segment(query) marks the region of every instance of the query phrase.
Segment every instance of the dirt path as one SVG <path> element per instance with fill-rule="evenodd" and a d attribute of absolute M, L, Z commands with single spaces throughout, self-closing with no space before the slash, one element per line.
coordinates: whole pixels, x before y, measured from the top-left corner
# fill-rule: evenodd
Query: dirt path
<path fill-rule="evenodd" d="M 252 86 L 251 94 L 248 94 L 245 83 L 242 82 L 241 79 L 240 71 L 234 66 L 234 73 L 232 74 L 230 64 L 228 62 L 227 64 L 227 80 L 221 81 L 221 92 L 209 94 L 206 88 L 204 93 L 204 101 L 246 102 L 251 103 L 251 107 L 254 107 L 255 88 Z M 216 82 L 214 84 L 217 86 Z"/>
________________________________________
*TASK TO COMPLETE*: Reproduce the rows character for character, from the first line up to and including the line with "Query: dirt path".

*FULL OUTPUT*:
segment(query) marks the region of every instance of the query phrase.
Segment every instance of the dirt path as one SVG <path> element per instance with fill-rule="evenodd" and a d attribute of absolute M, L, Z commands with single spaces throughout, self-closing with no space before the slash, one element per line.
coordinates: whole pixels, x before y, measured from the top-left corner
# fill-rule: evenodd
Query: dirt path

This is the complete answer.